EXERCISE TASK => Give the lines below as a numbered list, leaving out blank lines and any pictures.

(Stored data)

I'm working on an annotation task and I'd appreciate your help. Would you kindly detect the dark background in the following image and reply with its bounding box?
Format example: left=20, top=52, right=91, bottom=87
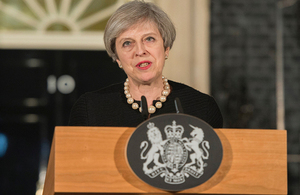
left=0, top=0, right=300, bottom=195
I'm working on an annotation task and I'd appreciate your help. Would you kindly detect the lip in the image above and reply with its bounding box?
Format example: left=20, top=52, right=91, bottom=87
left=135, top=61, right=152, bottom=70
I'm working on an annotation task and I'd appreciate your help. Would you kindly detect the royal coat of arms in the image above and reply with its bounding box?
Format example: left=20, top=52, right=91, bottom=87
left=140, top=120, right=210, bottom=184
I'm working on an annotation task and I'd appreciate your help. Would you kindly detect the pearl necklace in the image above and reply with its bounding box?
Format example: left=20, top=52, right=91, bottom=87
left=124, top=76, right=170, bottom=114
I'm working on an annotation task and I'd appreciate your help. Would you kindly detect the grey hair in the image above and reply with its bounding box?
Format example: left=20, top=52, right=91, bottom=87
left=104, top=0, right=176, bottom=61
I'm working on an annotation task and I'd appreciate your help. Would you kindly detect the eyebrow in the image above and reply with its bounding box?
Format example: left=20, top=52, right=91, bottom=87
left=118, top=32, right=157, bottom=43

RIGHT ANSWER =>
1. I'm working on an annotation task and I'd appreciate your help. Would you kindly detect the dark background in the following image and reply with its bounding box?
2. Format example: left=20, top=52, right=91, bottom=87
3. left=0, top=0, right=300, bottom=195
4. I'm working on an annotation task and I'd appreciate your help. Would you kindly detect the lip in the image above and reply with its bounding box?
5. Format example: left=20, top=52, right=91, bottom=87
6. left=135, top=61, right=152, bottom=70
7. I'm working on an annotation task and I'd appreciate your help. Would you kindly detect the royal coat of arms in the image above and reply with its bounding box?
8. Format example: left=20, top=52, right=91, bottom=87
9. left=140, top=120, right=210, bottom=184
10. I'm working on an annotation task and I'd appreciate your help. Would you kindly detect the pearl necklace in the image above and reply with its bounding box?
11. Format example: left=20, top=52, right=91, bottom=87
12. left=124, top=76, right=170, bottom=114
13. I'm working on an annotation task and I'd appreciate your help. Would you kindly detect the grey hair in the image above and reply with its bounding box?
14. Format example: left=20, top=52, right=91, bottom=87
15. left=104, top=0, right=176, bottom=61
16. I'm working on an annotation task and I'd appreciate your help. Would you kindly detect the eyebrow in the image above and reply with its bounding box?
17. Format example: left=20, top=52, right=91, bottom=87
18. left=118, top=32, right=157, bottom=43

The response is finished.